WORK TO BE COMPLETED:
Search term "reflection": please show all lines in the listing that contain it.

DATA LISTING:
________________

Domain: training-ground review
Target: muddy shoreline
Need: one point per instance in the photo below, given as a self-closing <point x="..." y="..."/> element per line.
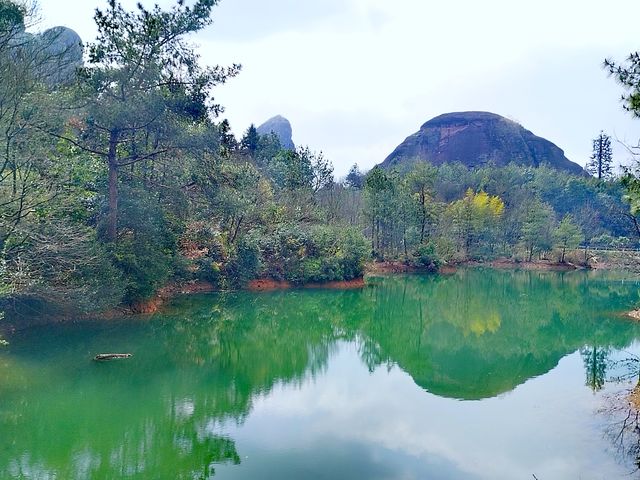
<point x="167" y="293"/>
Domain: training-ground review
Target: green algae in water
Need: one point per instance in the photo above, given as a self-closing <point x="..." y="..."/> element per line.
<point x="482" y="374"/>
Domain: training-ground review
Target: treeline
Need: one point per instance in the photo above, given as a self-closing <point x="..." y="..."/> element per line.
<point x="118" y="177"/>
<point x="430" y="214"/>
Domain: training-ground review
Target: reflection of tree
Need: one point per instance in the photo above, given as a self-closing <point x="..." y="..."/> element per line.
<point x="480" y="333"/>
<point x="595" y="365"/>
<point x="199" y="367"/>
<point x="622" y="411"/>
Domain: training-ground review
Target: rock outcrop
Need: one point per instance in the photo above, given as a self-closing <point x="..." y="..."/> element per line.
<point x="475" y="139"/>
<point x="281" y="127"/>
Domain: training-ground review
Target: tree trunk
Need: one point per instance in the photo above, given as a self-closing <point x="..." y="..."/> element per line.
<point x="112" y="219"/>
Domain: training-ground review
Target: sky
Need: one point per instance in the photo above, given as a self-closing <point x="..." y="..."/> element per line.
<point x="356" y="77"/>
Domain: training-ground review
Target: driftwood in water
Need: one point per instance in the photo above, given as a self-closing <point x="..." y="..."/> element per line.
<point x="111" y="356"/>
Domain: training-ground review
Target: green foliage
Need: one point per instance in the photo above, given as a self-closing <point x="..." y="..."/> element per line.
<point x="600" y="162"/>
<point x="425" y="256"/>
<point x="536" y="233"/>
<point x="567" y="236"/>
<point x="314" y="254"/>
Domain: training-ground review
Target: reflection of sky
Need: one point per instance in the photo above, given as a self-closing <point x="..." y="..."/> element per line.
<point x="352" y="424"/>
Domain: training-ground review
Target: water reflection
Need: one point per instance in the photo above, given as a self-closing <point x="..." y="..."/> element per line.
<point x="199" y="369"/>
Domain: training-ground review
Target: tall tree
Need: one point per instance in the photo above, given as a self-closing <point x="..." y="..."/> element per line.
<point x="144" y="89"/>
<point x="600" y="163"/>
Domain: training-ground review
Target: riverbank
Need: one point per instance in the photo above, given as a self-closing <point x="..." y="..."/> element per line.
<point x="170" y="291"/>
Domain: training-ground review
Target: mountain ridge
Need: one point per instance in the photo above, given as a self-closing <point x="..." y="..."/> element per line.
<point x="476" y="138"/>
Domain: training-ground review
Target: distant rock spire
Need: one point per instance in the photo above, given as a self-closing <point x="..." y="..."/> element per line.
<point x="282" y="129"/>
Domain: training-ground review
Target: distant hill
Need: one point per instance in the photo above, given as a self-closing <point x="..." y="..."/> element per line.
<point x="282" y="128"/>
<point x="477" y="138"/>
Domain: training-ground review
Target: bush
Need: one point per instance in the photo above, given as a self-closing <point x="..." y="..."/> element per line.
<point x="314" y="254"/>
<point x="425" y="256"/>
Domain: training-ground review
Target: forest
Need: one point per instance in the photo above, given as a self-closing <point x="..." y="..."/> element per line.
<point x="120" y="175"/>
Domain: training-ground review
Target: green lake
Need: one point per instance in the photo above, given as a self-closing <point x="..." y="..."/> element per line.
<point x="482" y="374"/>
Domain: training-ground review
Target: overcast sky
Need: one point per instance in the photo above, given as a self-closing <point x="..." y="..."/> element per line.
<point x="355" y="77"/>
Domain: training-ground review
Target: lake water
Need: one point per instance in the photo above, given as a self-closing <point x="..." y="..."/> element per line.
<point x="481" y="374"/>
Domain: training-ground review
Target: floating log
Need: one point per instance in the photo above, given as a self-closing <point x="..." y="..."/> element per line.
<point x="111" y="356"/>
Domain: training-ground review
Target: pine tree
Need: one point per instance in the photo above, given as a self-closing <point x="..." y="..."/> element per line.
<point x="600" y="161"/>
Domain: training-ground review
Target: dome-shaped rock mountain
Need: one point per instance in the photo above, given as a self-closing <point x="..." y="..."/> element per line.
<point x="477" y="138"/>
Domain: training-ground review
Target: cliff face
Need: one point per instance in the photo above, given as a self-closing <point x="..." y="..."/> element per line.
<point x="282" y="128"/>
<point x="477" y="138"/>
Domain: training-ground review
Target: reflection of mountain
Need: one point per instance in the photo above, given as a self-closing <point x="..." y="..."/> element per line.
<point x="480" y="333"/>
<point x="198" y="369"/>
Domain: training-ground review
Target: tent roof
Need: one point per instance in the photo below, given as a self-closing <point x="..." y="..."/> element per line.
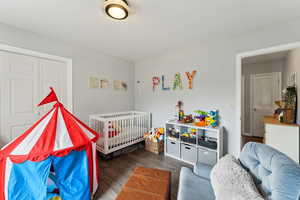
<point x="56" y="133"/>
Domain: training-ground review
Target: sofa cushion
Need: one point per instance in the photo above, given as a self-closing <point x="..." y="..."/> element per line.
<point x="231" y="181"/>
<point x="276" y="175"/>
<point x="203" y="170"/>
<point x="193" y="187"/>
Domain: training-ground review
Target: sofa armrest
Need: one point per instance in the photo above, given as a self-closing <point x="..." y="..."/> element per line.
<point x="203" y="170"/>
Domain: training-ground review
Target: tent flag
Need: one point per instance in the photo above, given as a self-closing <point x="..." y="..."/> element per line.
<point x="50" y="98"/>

________________

RESPONSE TO THIS TASK:
Target: reflection of tree
Target: reflection of sky
Target: water reflection
Target: reflection of mountain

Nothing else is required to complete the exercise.